* [PASSAGE FOR REVIEW]
*-*-*

Dan Shaughnessy of The Boston Globe: "Big Baby got into a fight with a friend at 4 a.m., broke his thumb, and won’t be able to play until at least December. He is young and foolish and he hurt the team. The Celtics owners are mad at him. Fans are mad at him. It’s not a good situation. But let’s not throw Big Baby out with the bathwater. This stuff is as old as dirt. Young athletes have been doing goofy things at odd hours since before the days of the original Big Baby, George Herman Ruth. It even happened to Larry Bird. That’s right. Larry Bird. On the night of May 16, 1985, in the middle of the Eastern Conference finals between the Celtics and Sixers, Bird was involved in a scuffle that started at a now-defunct bar called Chelsea’s and spilled out to the corner of State Street and Merchant’s Row. After the altercation, Mike Harlow, a bartender/former Colgate football player, claimed he was sucker-punched by Bird. Nick Harris, a man who was with Bird and Quinn Buckner on the night of the incident, was treated at Massachusetts General Hospital’s emergency room that night. There was a lawsuit and a settlement. The Celtics told Bird to stay away from Harris. None of the parties ever talked about it. Ever."
Mike McGraw of the Daily Herald: "To me, the highlight of Thursday’s season-opening win over San Antonio was the post-game hug between Brad Miller and TNT analyst Cheryl Miller in the Bulls’ locker room. I’m sure there’s an explanation beyond the last name they share. There really isn’t much need to dissect the 92-85 victory. The Bulls showed nice balance and played good defense – the same positive trends from preseason. Luol Deng (17 points, 9 rebounds) looked very much like his old self, while Derrick Rose (13 points, 7 assists, 7 rebounds) showed that his ankle problem should be history."
George Diaz of the Orlando Sentinel: "It's obvious that Courtney Lee was not an easy guy to say goodbye to as the Magic retooled their roster for this season. Count owner Rich DeVos among those with serious reservations about giving him up in the deal for Vince Carter. 'Courtney Lee was a tough conversation,' Magic GM Otis Smith said. 'And I equally agreed I didn’t want to give him up either. But we had an opportunity to improve our team.' FInally, as Smith's insistence, DeVos signed off on the deal. Like most people in the Magic organization, I agree that it's tough to let such a great prospect go. But Carter is a proven commodity. I think it will turn out to be a good move for the Magic."
Brian Windhorst of The Plain Dealer: "There are plenty of theories and potential targets of why the Cavaliers have struggled in the first two games of the season, but there is clarity on one issue. The Cavs miss Delonte West. Having a player out of action is a regular occurrence with any basketball team and West, who has missed all 10 games the Cavs have played this season including the preseason, missed 18 games last season with injury. In fact, if you go to West's bio page on NBA.com, he's listed as being injured though technically he's on the Cavs inactive list for personal reasons. But the loss of West seems to be taking a toll on the Cavs that is greater than if he was sidelined with a sprained ankle. He's practicing with them, he's traveling with them, he's warming up with them. Then he disappears into the locker room and the Cavs struggle on the floor in areas where he could certainly help."

*-*-*

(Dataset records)
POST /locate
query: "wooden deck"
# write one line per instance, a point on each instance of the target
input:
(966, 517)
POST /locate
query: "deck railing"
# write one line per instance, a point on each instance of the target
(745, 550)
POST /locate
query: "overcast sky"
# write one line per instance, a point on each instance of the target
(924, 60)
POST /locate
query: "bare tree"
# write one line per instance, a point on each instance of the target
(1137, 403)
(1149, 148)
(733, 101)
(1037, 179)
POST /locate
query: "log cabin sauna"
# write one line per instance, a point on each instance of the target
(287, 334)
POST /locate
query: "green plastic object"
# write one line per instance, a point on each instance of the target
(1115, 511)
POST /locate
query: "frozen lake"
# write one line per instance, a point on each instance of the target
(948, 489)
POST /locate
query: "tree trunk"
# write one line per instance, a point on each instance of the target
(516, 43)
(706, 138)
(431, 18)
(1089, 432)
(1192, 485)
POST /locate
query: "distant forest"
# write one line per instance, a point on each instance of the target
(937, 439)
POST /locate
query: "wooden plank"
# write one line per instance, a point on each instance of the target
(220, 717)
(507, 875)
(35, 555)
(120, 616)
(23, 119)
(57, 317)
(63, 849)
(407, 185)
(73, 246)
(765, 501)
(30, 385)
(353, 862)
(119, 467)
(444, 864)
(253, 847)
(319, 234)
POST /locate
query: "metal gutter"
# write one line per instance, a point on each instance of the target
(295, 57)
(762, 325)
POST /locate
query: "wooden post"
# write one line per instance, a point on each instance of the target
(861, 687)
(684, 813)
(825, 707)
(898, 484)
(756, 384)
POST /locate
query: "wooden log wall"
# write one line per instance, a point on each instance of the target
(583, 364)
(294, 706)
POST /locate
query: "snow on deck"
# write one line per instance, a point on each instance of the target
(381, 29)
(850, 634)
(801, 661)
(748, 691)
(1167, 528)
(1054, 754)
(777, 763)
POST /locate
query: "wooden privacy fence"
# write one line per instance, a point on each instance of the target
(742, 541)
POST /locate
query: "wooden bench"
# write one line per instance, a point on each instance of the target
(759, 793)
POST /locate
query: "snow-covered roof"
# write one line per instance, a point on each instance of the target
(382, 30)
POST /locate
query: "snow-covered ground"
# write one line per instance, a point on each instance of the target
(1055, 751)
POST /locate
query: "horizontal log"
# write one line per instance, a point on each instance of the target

*-*-*

* [SET OF TASKS]
1) Summarize the basketball column excerpts in two sentences.
2) According to the basketball column excerpts, at what bar did the 1985 scuffle involving Larry Bird start?

* [RESULTS IN ORDER]
1) Dan Shaughnessy argues that Big Baby should not be written off after a 4 a.m. fight that broke his thumb, pointing out that Larry Bird was involved in a 1985 scuffle that led to a lawsuit and a settlement. Other writers praise the Bulls' balance and defense in their 92-85 opening win over San Antonio, predict that Orlando's trade of Courtney Lee for Vince Carter will prove a good move, and say the Cavaliers miss Delonte West.

2) It started at Chelsea's, a now-defunct bar.